> **REQUIRED TASKS**
(a) Answer these questions from the passage on hospice staffing:
(i) On what date was the question asked?
(ii) Who answered it, and what post did that person hold?
(iii) Which NHS contract's terms and conditions may charitable hospices choose to use?
(b) Print the part of the passage on hospice staffing between "Whilst the majority" and "for Change contract.", inclusive.

> **READING PASSAGE**
════════════════════

Hospices: Staff

(asked on 16th October 2025) - View Source

Question to the Department of Health and Social Care:

To ask the Secretary of State for Health and Social Care, what assessment his Department has made of the (a) adequacy of staffing levels and (b) potential impact of workforce levels on service delivery in hospices.


Answered by
Stephen Kinnock Portrait
Stephen Kinnock
Minister of State (Department of Health and Social Care)
This question was answered on 27th October 2025

Whilst the majority of palliative care and end of life care is provided by National Health Service staff and services, we recognise the vital part that voluntary sector organisations, including hospices, also play in providing support to people at the end of life and their loved ones.

Most hospices are charitable, independent organisations which receive some statutory funding for providing NHS services. As independent organisations, charitable hospices are free to develop and adapt their own terms and conditions of employment, including the pay scales. It is for them to determine what is affordable within the financial model they operate, and how to recoup any additional costs they face if they choose to utilise the terms and conditions of NHS staff on the Agenda for Change contract.

════════════════════

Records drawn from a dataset
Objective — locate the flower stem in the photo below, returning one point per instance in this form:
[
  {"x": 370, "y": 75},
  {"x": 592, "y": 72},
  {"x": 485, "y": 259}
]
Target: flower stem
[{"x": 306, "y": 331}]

════════════════════

> **TASK RESULTS**
(a)
(i) 16th October 2025
(ii) Stephen Kinnock, Minister of State (Department of Health and Social Care)
(iii) The Agenda for Change contract

(b)
Whilst the majority of palliative care and end of life care is provided by National Health Service staff and services, we recognise the vital part that voluntary sector organisations, including hospices, also play in providing support to people at the end of life and their loved ones.

Most hospices are charitable, independent organisations which receive some statutory funding for providing NHS services. As independent organisations, charitable hospices are free to develop and adapt their own terms and conditions of employment, including the pay scales. It is for them to determine what is affordable within the financial model they operate, and how to recoup any additional costs they face if they choose to utilise the terms and conditions of NHS staff on the Agenda for Change contract.